> [Supplied records]:
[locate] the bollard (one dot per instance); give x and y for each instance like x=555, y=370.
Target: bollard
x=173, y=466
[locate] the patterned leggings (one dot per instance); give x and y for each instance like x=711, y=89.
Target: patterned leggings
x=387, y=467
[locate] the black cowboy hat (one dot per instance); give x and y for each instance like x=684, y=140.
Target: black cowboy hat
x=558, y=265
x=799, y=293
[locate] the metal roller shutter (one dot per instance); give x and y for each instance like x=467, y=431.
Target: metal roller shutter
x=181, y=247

---

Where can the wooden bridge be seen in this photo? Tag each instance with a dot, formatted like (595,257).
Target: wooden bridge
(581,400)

> [Work item]: A single number is the answer here: how many lines above carry the string "each"?

> [Written reply]: 5